### Objective:
Rewrite the listing from the line with "For the evaluation set, tag every instance of the dry" up to and including the line with "[[950, 520], [109, 416]]", keeping the request wording unchanged. Scale every point coordinate in the answers by 1.6, rounding each to a whole number with halves going up.

### Extracted material:

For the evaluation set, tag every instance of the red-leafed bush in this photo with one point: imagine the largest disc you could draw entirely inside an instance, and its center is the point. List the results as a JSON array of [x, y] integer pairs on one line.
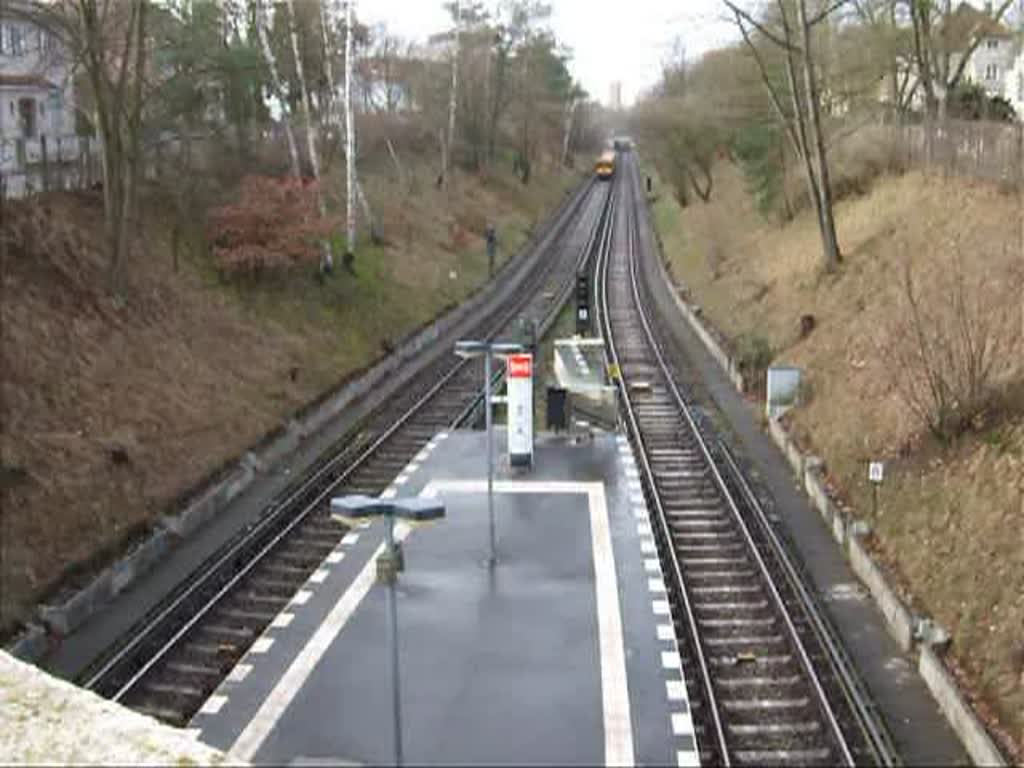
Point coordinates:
[[273, 225]]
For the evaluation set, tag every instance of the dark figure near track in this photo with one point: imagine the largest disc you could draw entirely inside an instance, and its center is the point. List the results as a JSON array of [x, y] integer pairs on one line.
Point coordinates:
[[492, 238]]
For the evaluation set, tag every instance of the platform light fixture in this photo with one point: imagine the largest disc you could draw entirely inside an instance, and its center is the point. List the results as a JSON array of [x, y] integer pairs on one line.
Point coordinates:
[[352, 509], [487, 349]]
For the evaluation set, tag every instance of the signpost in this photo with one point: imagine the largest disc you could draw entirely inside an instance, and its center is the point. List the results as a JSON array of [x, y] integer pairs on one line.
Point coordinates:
[[876, 473], [472, 348], [520, 399]]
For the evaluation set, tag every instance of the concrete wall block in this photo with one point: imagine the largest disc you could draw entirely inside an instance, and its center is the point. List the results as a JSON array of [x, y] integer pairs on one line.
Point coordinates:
[[32, 644], [898, 619], [239, 480], [195, 514], [971, 731], [280, 446], [128, 568], [71, 614]]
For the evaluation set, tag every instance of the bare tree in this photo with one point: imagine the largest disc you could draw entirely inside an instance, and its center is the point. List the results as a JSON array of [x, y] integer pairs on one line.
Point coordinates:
[[279, 89], [795, 38]]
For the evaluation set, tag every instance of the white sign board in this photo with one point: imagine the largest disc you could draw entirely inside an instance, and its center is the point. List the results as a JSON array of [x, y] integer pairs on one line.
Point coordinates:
[[520, 400]]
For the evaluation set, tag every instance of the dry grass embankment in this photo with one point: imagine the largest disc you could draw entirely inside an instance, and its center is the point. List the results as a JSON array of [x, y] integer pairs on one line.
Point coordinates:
[[950, 520], [109, 416]]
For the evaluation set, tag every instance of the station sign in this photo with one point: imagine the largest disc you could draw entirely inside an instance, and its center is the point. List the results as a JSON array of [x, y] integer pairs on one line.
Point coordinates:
[[520, 409]]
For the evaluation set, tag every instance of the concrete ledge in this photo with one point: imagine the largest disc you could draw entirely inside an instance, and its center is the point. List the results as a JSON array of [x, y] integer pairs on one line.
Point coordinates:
[[139, 561], [32, 644], [899, 620], [62, 619], [971, 731], [814, 486], [786, 445], [898, 617]]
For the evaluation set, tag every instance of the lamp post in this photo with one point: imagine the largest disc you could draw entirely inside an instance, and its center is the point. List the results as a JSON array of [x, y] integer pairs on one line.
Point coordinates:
[[470, 348], [349, 509]]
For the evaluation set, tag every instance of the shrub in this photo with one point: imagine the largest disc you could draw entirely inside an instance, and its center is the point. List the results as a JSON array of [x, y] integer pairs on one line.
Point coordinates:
[[942, 353], [274, 224], [754, 354]]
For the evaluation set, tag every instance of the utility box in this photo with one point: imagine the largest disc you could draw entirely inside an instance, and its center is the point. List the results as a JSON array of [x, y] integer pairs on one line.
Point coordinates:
[[783, 390], [557, 411], [520, 403]]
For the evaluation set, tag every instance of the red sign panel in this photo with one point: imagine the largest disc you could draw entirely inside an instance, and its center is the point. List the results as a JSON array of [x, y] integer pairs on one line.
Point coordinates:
[[520, 366]]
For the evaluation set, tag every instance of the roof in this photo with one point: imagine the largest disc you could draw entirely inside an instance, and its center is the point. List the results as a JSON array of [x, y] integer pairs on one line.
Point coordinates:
[[967, 23], [26, 81]]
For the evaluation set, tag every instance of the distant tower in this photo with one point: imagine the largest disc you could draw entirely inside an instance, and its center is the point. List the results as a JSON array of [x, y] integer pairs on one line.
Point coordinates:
[[615, 95]]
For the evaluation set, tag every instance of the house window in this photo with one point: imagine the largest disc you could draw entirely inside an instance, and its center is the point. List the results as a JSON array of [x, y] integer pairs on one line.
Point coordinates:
[[14, 41]]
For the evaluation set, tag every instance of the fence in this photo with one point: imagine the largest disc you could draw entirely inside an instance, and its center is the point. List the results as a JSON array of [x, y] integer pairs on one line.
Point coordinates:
[[992, 152], [32, 166]]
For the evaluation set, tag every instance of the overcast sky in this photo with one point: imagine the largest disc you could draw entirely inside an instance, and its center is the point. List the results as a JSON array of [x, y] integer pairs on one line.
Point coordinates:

### Task solution:
For the evaluation set, tag every instance of the dry grass embankment in this photo with one point: imagine the largest disc you could draw entirely inside an instance, and its center is the point. List the results as a JSON array of [x, y] integer pairs on one line.
Point coordinates:
[[1520, 832], [174, 666]]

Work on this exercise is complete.